■ **STUDY TEXT**

..........

Reddit CEO Says LLMs Depend on Reddit Data

▼ Summary
– Reddit CEO Steve Huffman stated that large language models would not exist as they do without Reddit’s user-generated content, which he called “modern oil” for AI.
– Reddit has data licensing agreements with Google and OpenAI, but has sued Anthropic, Perplexity, and data-scraping firms for unauthorized use of its content.
– Huffman said Reddit’s openness to data sharing changed because AI companies moved away from open research, making it difficult to track how data was used.
– Reddit uses AI for its “Reddit Answers” search feature, which presents verbatim user quotes, and for content moderation, but not as a replacement for community moderation.
– Huffman noted that users posting AI-written content is a challenge, but Reddit will let communities downvote and reject such content rather than creating a specific policy.
Reddit CEO Steve Huffman made a bold declaration at the Fast Company Most Innovative Companies Summit, asserting that large language models (LLMs) “would not exist as we know them” without the platform’s user-generated content. He described Reddit’s data as “modern oil” for the artificial intelligence industry, a resource he claims is irreplaceable in the current AI ecosystem.
Huffman explained that Reddit is a foundational source for training data used by major AI systems. “There’s no artificial intelligence without actual intelligence,” he said, noting that models essentially “regurgitate on an absolutely massive scale” what they consume. He pointed to Reddit’s natural, human conversation covering nearly every topic as a unique advantage. He also cited data from Profound, a firm that tracks AI citation, to back up his claim that Reddit is the most cited platform across all models.
The company has taken a dual approach to handling AI firms. In 2024, Reddit signed data licensing agreements with Google and OpenAI. Huffman described these as collaborative partnerships, allowing Reddit to set “guard rails on use and access to our data on behalf of our users” while working together on next-generation products. For companies unwilling to negotiate, Reddit has turned to litigation. It sued Anthropic in California Superior Court for unauthorized use of content and filed a federal lawsuit against Perplexity and three data-scraping firms in the Southern District of New York, alleging DMCA anti-circumvention violations. Huffman summed up the policy simply: “Commercial use of our data requires commercial terms.”
This shift in stance, Huffman said, stems from the AI industry’s move away from open research. Historically, Reddit was open and permissive with its data, but as AI companies became less transparent, Reddit could no longer track how its content was being used. Huffman stressed that Reddit wants to prevent its data from being used to identify users, target them with ads, or replace the platform entirely. While commercial access is now restricted, Reddit still offers free data to researchers and universities for non-commercial purposes.

..........

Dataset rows

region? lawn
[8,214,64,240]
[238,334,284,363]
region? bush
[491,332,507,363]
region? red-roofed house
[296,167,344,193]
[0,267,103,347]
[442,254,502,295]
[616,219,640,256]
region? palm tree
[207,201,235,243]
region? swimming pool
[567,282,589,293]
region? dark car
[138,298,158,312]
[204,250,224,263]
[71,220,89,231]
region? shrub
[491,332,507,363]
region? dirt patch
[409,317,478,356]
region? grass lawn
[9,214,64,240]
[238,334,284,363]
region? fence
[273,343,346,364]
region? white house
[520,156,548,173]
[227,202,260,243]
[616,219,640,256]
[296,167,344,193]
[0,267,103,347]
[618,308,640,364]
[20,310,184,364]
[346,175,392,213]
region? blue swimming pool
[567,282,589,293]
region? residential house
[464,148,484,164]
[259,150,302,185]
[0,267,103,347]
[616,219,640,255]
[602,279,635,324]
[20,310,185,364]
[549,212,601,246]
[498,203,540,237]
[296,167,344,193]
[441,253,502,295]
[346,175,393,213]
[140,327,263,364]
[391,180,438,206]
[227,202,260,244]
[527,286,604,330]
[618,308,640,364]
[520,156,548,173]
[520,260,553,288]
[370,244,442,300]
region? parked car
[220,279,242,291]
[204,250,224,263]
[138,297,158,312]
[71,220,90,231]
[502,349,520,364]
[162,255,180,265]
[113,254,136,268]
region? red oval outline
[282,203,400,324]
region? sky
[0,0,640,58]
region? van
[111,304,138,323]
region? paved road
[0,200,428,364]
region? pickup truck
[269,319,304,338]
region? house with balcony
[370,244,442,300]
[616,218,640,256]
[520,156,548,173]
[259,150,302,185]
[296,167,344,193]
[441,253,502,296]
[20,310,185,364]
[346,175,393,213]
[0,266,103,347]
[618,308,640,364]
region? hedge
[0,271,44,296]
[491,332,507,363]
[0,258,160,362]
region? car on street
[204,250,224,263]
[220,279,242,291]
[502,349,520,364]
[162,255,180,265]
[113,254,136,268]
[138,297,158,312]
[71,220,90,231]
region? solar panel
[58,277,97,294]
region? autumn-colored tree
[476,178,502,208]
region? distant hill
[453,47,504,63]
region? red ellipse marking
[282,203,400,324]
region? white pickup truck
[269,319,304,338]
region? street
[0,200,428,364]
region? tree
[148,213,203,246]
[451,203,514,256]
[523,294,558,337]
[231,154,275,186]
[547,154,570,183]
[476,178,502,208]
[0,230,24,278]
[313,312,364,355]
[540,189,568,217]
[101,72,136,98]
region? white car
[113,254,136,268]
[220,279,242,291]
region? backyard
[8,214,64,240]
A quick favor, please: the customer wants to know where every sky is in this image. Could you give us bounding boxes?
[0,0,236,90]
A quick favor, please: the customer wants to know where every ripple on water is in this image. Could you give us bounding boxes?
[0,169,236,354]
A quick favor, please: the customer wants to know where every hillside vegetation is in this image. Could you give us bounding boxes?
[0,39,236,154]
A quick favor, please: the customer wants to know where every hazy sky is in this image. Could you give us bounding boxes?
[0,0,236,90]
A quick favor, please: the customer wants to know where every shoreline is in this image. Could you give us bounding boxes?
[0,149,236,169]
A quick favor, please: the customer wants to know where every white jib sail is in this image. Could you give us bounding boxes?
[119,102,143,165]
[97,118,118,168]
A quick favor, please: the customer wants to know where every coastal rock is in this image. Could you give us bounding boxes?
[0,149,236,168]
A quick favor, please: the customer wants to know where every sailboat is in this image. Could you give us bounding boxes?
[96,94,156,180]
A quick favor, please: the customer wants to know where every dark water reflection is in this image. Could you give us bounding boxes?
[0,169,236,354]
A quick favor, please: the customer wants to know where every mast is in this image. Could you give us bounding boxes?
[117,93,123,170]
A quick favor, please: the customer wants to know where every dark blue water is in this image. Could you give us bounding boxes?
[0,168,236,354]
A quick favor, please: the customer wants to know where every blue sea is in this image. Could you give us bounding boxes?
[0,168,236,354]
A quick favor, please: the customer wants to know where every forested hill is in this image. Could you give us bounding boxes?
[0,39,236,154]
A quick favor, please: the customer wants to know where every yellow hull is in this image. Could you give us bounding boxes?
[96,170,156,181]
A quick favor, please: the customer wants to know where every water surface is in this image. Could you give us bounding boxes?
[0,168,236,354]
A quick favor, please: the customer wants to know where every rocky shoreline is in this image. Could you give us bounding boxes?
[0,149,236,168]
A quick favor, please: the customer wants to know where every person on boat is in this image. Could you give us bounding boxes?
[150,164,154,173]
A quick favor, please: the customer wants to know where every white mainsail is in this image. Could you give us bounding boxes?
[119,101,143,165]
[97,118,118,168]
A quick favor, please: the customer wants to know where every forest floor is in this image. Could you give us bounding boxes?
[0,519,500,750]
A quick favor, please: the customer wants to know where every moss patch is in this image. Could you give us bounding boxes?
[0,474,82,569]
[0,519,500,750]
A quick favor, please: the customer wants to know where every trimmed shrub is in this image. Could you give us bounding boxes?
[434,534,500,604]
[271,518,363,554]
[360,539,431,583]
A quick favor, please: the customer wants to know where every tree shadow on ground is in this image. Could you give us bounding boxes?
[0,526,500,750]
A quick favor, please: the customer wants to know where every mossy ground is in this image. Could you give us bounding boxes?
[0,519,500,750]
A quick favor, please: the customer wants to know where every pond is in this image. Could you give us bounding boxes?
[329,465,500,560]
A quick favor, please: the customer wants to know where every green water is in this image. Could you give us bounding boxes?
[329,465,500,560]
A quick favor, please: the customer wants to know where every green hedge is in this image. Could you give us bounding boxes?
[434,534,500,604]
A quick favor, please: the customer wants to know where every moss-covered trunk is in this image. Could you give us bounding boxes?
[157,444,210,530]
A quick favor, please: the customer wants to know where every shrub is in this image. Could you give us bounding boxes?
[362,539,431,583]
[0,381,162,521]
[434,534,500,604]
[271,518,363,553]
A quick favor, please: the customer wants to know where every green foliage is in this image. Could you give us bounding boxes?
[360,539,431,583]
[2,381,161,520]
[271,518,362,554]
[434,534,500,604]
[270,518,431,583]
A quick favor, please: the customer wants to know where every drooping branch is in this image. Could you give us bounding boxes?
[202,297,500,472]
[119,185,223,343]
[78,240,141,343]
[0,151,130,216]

..........

■ **COMPLETE THE FOLLOWING**
1. Do these statements agree with the article on Reddit's AI data? (a) Reddit signed data licensing agreements with Google and OpenAI in 2024. (b) Reddit sued Perplexity in California Superior Court. (c) Reddit no longer provides any free data to anyone. Answer yes or no for each, quoting the deciding words of the article.
2. Can you quote the article on Reddit's AI data between "Reddit CEO Says" and "for community moderation.", inclusive?
3. According to the article on Reddit's AI data, why did Reddit stop being open and permissive with its data? Answer in one to three sentences.
Rely only on the article on Reddit's AI data, not on the rows.

■ **SOLVED PROBLEMS**
1.
(a) Yes: "In 2024, Reddit signed data licensing agreements with Google and OpenAI."
(b) No: "filed a federal lawsuit against Perplexity and three data-scraping firms in the Southern District of New York"
(c) No: "Reddit still offers free data to researchers and universities for non-commercial purposes."

2.
Reddit CEO Says LLMs Depend on Reddit Data

▼ Summary
– Reddit CEO Steve Huffman stated that large language models would not exist as they do without Reddit’s user-generated content, which he called “modern oil” for AI.
– Reddit has data licensing agreements with Google and OpenAI, but has sued Anthropic, Perplexity, and data-scraping firms for unauthorized use of its content.
– Huffman said Reddit’s openness to data sharing changed because AI companies moved away from open research, making it difficult to track how data was used.
– Reddit uses AI for its “Reddit Answers” search feature, which presents verbatim user quotes, and for content moderation, but not as a replacement for community moderation.

3. Reddit changed its stance because the AI industry moved away from open research. As AI companies became less transparent, Reddit could no longer track how its content was being used.